### [Given records]

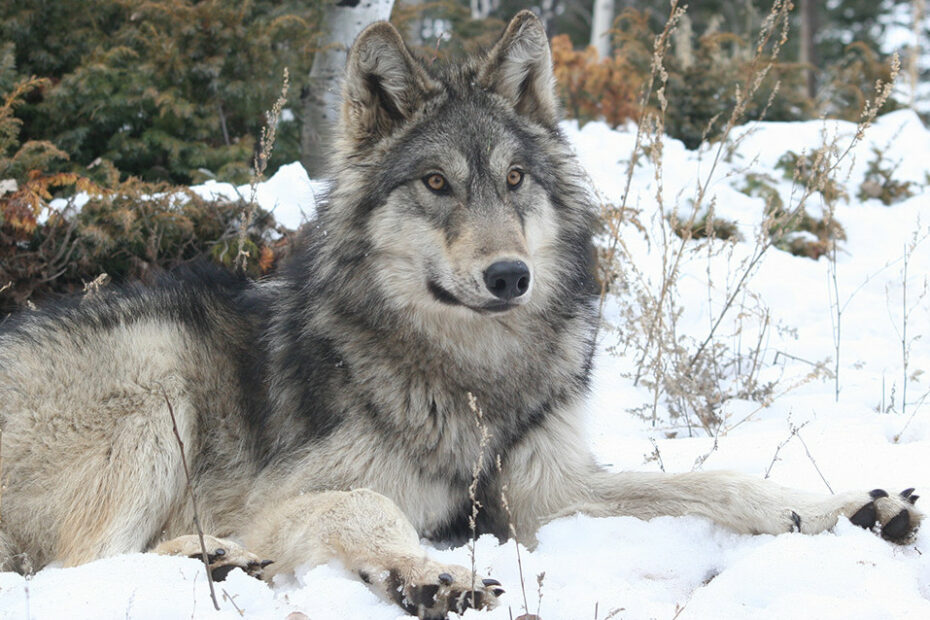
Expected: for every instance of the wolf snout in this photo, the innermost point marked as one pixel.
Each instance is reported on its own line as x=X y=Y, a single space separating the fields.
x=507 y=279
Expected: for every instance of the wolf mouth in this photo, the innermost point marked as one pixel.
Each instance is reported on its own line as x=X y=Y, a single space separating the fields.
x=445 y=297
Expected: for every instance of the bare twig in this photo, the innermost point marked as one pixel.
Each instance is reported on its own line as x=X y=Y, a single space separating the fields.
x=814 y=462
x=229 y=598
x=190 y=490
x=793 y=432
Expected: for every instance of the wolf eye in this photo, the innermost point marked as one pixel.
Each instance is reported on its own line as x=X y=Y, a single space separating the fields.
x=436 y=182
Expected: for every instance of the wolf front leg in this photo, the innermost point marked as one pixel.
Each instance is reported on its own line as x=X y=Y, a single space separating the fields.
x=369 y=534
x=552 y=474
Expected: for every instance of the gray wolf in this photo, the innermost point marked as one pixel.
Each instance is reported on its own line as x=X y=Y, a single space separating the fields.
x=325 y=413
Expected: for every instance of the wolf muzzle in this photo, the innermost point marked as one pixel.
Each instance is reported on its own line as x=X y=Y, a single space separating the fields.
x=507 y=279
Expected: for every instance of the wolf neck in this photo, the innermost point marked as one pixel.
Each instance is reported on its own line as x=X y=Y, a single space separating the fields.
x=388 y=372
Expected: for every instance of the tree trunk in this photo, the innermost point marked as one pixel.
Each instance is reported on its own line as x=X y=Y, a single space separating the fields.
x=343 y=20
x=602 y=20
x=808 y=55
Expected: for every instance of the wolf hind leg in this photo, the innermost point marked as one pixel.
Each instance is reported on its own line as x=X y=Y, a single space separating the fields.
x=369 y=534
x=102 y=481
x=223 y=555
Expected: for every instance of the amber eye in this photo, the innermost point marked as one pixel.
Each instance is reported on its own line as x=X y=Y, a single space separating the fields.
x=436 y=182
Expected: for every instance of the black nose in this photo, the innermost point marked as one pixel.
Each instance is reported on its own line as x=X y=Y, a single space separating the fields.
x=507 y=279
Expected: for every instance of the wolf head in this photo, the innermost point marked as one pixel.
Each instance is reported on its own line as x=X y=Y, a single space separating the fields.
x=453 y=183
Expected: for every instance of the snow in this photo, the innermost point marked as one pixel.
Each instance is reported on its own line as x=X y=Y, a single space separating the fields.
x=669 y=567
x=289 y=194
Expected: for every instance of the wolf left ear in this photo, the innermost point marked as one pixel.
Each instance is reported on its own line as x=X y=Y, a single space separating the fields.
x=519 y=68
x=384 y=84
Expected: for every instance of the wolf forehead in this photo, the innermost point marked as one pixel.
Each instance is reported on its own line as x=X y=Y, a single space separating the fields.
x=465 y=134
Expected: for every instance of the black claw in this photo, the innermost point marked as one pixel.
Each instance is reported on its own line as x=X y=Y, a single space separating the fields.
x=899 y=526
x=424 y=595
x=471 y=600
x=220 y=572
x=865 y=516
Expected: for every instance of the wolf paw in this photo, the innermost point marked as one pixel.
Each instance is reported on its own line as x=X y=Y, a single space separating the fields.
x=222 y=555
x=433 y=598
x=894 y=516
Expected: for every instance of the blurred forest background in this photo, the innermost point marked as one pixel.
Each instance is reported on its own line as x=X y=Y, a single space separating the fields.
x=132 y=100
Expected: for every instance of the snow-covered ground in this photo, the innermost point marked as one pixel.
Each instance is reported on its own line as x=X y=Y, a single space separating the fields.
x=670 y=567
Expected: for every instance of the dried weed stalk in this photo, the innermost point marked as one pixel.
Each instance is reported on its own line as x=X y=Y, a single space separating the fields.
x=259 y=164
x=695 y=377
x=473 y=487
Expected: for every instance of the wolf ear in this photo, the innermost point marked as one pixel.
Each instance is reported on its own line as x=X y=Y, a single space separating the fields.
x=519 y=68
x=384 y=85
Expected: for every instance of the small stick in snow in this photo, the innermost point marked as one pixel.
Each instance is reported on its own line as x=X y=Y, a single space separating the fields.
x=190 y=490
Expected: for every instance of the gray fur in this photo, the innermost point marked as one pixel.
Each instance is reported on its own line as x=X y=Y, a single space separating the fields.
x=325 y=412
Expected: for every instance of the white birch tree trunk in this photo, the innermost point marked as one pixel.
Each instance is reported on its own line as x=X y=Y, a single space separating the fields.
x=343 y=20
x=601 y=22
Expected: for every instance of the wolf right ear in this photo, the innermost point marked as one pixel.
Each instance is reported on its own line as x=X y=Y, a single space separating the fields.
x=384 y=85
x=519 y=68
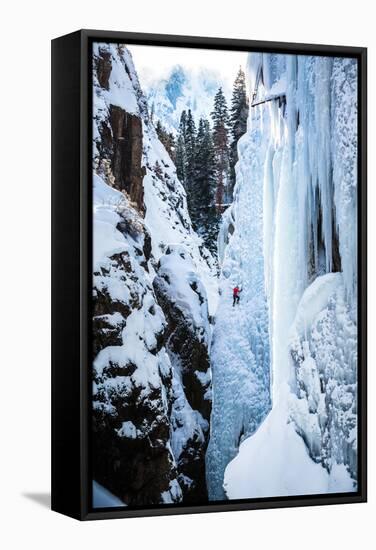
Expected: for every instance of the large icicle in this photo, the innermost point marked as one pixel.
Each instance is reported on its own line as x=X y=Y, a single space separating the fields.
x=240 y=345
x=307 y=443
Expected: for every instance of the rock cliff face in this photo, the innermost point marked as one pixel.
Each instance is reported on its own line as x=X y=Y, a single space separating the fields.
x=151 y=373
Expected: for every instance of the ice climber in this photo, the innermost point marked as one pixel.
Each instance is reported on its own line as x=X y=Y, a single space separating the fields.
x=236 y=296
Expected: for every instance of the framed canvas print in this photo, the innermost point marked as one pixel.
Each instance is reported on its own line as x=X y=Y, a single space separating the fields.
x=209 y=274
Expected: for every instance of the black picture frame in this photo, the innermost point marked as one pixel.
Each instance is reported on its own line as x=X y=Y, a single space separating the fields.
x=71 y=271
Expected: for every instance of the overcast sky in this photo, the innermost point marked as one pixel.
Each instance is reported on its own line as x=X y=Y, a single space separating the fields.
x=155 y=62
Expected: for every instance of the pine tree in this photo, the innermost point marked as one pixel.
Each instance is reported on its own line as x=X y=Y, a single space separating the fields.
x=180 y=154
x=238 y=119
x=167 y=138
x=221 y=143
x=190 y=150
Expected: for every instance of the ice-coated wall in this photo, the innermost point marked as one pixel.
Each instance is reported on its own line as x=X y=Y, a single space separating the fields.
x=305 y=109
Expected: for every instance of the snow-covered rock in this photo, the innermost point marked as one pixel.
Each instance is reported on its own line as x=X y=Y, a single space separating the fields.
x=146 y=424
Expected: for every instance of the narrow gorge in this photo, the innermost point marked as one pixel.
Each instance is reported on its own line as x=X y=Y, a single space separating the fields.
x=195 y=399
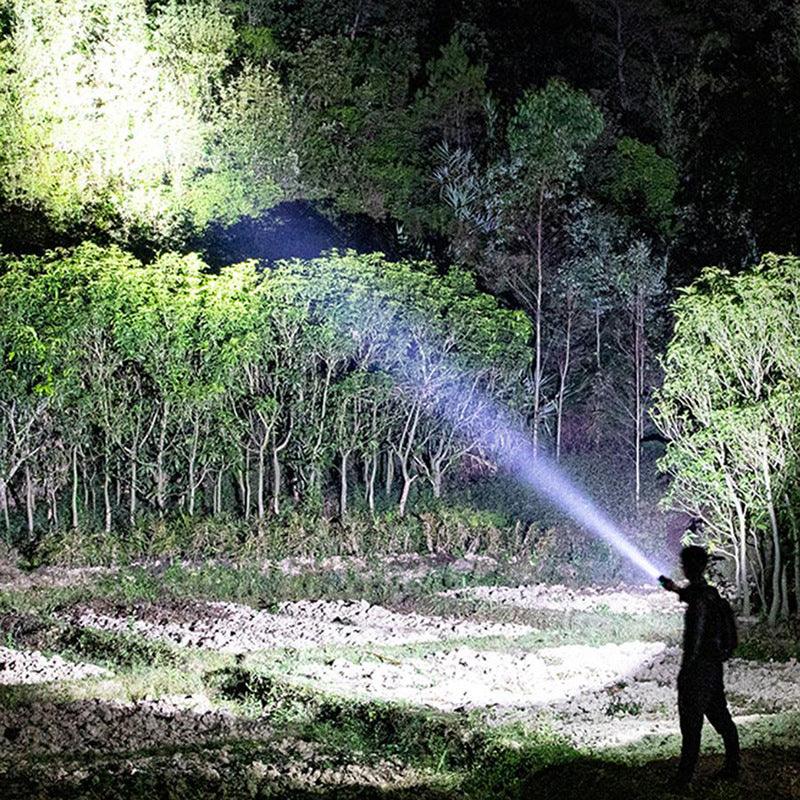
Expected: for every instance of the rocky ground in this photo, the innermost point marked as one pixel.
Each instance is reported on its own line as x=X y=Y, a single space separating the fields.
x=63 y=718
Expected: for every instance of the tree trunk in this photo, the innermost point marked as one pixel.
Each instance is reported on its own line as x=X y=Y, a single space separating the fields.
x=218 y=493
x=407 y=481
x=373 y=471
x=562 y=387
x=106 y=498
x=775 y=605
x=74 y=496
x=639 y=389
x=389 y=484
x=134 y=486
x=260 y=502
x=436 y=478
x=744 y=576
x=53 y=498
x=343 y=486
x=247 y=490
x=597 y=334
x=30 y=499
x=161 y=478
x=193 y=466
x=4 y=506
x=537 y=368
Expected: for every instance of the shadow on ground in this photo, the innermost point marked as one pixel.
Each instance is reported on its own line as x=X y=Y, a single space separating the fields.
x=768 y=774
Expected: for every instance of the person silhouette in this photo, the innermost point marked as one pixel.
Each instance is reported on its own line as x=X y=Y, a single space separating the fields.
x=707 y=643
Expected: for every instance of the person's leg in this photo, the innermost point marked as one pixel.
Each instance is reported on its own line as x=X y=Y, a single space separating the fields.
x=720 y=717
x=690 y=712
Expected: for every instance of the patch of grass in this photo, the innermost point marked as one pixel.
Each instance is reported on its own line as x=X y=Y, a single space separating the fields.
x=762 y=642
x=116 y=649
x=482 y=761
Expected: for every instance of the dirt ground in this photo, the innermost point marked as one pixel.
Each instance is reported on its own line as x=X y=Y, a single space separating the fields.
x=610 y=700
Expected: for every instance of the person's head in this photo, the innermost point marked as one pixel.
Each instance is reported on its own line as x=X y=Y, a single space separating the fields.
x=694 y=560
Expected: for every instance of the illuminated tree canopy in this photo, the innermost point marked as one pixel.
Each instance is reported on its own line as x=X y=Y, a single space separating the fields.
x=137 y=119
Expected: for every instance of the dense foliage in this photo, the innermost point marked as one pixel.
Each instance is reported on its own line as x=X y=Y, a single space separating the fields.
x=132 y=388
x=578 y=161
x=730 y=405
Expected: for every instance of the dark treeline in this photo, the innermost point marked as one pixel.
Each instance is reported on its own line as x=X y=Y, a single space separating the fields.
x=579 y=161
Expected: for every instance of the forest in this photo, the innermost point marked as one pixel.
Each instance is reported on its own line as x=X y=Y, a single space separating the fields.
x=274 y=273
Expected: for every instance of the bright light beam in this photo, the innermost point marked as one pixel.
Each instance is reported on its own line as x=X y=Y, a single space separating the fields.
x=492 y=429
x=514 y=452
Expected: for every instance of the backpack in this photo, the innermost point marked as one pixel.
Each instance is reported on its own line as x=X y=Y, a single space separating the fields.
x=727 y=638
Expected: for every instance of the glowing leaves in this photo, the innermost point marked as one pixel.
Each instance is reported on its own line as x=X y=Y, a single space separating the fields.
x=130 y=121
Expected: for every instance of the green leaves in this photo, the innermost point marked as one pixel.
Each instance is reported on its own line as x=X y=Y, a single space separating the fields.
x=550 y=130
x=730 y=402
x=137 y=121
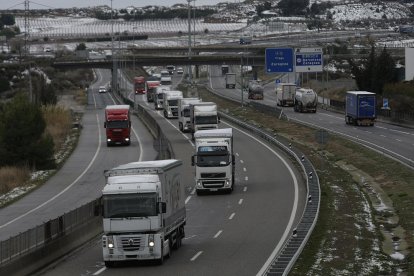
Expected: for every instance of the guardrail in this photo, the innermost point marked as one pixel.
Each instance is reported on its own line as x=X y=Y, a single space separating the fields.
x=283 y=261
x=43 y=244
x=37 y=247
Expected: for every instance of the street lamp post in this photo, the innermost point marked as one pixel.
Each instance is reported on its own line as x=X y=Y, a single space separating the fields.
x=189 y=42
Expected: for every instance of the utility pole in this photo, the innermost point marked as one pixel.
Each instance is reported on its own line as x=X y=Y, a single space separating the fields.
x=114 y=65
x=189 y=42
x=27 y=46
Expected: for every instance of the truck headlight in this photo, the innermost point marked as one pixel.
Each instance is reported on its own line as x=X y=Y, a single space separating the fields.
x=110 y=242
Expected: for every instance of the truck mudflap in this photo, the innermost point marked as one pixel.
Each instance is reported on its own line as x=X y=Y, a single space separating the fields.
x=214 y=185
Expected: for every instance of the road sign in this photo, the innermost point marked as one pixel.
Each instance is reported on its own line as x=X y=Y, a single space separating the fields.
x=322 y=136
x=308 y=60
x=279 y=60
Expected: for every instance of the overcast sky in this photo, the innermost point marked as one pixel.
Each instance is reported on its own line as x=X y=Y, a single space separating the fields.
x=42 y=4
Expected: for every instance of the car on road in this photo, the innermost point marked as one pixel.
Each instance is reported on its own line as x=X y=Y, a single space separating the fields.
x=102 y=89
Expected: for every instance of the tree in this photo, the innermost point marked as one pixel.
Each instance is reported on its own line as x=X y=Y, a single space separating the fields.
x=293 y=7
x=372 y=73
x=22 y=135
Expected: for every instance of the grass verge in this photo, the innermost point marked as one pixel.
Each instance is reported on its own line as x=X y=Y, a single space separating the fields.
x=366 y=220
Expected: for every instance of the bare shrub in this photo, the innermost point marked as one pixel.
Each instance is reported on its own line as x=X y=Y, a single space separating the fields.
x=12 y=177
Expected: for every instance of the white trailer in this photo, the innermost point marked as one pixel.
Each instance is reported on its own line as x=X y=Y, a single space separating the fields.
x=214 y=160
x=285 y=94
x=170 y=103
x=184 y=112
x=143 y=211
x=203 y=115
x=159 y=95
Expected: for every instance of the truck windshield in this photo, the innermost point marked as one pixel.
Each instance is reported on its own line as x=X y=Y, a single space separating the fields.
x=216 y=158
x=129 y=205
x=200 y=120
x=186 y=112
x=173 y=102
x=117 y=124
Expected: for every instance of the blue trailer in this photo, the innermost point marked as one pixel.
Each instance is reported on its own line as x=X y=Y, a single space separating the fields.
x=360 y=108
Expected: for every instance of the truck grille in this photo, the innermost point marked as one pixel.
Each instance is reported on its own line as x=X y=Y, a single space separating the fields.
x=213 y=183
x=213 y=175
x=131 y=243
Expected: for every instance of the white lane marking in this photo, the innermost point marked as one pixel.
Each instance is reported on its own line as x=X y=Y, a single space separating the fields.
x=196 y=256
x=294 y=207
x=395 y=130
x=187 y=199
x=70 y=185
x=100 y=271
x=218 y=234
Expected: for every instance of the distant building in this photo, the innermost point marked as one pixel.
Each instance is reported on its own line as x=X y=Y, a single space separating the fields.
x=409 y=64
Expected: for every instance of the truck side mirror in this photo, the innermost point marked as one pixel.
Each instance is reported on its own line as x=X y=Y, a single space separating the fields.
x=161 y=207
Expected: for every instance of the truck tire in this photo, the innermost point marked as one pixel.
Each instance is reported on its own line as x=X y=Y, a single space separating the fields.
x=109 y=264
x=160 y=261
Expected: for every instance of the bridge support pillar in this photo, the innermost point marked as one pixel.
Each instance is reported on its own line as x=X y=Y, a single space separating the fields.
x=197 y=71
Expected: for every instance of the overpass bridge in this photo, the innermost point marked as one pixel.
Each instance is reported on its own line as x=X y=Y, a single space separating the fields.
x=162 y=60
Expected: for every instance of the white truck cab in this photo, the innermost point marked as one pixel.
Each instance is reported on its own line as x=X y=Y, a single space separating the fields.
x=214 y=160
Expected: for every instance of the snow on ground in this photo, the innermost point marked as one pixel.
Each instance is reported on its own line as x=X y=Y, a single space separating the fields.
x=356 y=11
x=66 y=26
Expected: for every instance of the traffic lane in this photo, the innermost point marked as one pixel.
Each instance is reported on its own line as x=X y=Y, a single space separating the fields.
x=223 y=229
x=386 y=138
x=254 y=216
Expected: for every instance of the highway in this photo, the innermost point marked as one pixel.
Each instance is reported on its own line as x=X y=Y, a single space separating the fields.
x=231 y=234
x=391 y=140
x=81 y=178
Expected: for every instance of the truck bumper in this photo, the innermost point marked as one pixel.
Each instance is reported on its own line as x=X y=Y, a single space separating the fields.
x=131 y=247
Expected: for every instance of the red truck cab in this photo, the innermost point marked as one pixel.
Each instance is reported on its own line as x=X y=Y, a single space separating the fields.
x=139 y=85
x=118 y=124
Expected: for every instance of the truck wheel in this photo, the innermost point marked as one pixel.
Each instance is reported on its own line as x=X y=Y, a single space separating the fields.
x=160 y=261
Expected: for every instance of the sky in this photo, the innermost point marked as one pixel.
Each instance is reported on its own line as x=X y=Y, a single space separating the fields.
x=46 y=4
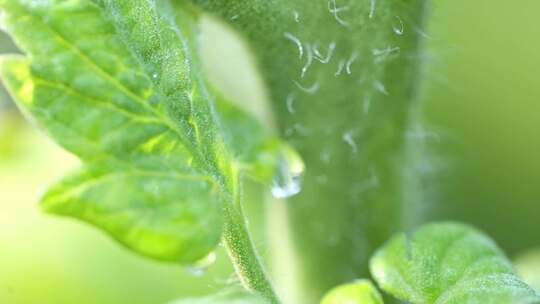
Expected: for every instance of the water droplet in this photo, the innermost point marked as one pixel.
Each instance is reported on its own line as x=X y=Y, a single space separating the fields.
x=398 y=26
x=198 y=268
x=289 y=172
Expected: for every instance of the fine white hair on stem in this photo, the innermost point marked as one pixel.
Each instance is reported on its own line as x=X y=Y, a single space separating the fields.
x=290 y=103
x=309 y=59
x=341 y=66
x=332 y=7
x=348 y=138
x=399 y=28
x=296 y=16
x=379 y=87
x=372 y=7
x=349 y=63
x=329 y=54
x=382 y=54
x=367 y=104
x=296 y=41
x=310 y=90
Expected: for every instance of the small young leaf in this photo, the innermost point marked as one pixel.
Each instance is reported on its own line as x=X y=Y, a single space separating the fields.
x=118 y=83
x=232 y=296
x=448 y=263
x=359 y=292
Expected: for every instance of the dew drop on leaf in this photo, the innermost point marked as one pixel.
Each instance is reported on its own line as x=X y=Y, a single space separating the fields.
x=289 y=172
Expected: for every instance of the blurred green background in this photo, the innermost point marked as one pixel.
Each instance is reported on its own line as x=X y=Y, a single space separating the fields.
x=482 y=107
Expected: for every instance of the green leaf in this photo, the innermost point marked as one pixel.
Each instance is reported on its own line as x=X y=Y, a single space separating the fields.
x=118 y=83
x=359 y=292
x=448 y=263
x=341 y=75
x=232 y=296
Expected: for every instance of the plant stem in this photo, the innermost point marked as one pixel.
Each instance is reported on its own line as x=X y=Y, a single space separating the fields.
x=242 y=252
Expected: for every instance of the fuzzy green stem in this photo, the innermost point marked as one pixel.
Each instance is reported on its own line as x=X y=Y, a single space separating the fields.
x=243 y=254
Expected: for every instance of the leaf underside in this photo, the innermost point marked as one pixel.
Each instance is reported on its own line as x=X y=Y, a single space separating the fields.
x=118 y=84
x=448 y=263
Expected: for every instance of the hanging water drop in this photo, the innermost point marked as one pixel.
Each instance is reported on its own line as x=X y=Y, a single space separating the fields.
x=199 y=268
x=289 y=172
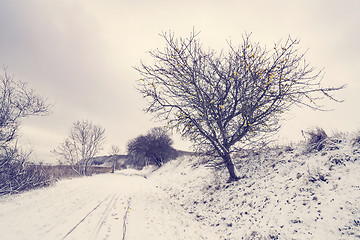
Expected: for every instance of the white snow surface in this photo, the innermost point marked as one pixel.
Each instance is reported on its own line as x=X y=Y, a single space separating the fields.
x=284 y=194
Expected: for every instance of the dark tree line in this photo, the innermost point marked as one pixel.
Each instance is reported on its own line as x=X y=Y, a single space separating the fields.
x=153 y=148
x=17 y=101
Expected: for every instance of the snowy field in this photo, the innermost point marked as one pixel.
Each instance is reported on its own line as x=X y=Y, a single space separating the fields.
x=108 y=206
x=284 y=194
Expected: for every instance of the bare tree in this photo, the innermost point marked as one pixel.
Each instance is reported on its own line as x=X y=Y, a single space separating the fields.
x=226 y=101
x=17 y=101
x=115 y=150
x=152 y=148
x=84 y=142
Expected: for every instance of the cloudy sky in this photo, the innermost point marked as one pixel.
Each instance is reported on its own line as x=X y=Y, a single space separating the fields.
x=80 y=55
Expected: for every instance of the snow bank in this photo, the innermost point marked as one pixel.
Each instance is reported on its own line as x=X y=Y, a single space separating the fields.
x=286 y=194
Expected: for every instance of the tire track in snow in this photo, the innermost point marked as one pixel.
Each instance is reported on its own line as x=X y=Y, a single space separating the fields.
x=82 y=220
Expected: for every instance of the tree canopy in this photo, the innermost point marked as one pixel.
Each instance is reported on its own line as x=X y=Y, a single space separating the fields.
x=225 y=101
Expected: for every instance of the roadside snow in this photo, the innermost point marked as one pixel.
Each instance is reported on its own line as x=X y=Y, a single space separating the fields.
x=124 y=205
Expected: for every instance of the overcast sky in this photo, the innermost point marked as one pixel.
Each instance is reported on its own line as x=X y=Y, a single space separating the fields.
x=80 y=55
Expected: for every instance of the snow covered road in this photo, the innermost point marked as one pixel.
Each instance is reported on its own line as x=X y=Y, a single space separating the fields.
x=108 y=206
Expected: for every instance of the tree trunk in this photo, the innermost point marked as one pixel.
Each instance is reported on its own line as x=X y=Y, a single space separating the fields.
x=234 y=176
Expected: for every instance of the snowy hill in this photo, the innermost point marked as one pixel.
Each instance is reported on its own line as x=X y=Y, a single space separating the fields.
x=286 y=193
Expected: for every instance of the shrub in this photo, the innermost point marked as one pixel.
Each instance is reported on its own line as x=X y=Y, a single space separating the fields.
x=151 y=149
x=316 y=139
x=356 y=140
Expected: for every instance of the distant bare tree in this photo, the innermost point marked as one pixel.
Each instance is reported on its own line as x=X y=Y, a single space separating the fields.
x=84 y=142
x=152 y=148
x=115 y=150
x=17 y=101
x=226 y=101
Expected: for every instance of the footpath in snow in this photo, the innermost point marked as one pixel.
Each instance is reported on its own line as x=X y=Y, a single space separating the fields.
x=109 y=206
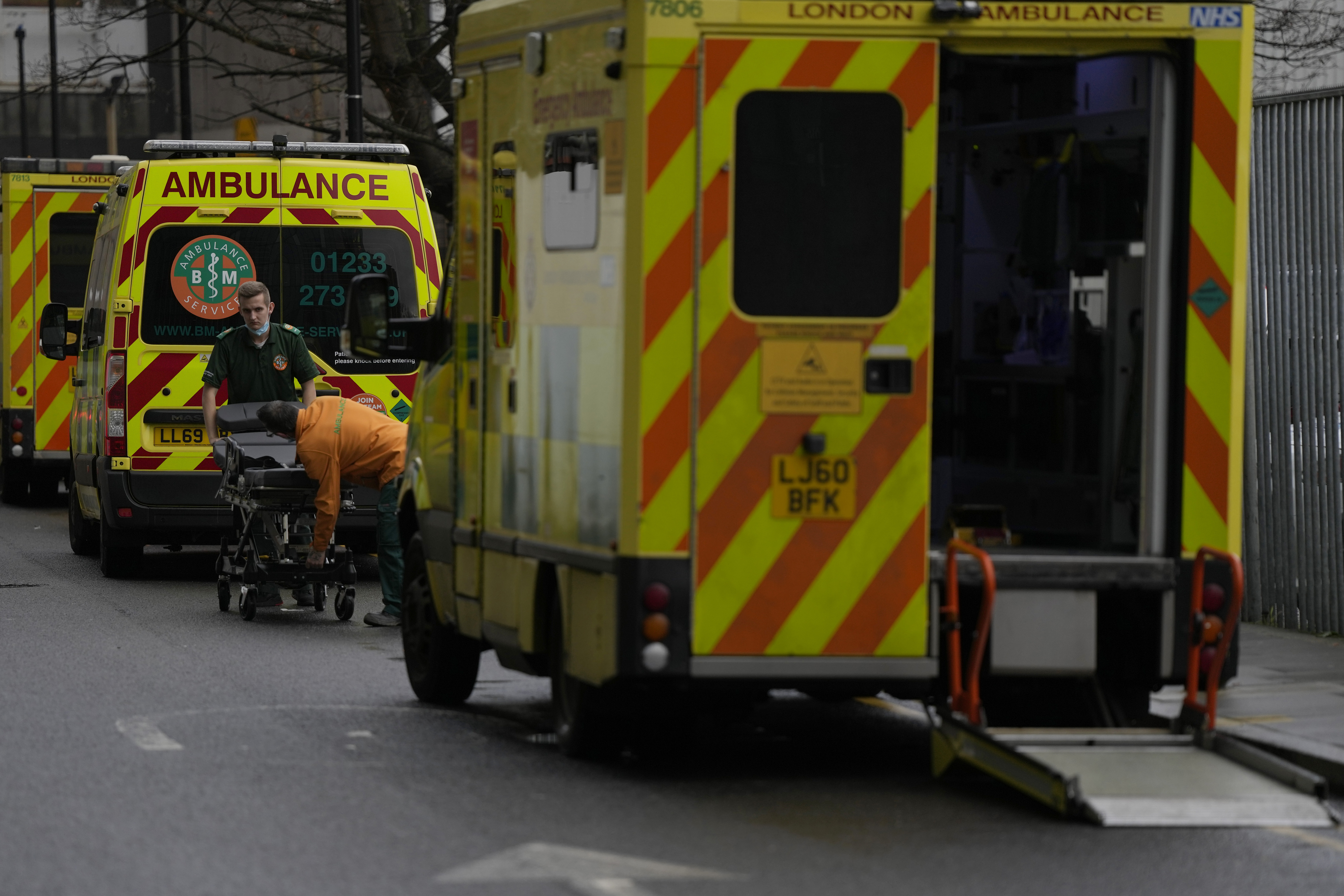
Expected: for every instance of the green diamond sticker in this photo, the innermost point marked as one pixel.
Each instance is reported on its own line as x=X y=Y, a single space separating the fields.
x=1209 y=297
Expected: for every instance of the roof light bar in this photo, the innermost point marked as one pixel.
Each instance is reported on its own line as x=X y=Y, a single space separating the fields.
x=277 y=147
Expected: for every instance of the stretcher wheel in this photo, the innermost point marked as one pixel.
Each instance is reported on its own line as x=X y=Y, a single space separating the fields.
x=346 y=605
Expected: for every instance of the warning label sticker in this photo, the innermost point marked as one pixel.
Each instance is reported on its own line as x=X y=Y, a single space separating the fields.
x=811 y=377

### [Directions]
Please recast the lines of the records, starting with the line that contains "Expected: for every instance of the blurred forest" and going on through the line that contains "x=670 y=567", as a Markdown table with the columns Row and Line, leaving out any blank lines.

### [Correct output]
| Row | Line |
|---|---|
| 1 | Expected: for every instance of the blurred forest background in this photo, the innermost point marked as one pixel. |
| 2 | Each instance is reported on its own line as x=X y=Y, a single space separating the fields. |
| 3 | x=132 y=100 |
| 4 | Expected: for every instance of the snow-covered ground in this photo, the innermost point marked as one pixel. |
| 5 | Each instance is reported on its own line as x=X y=Y, a single space separating the fields. |
| 6 | x=670 y=567 |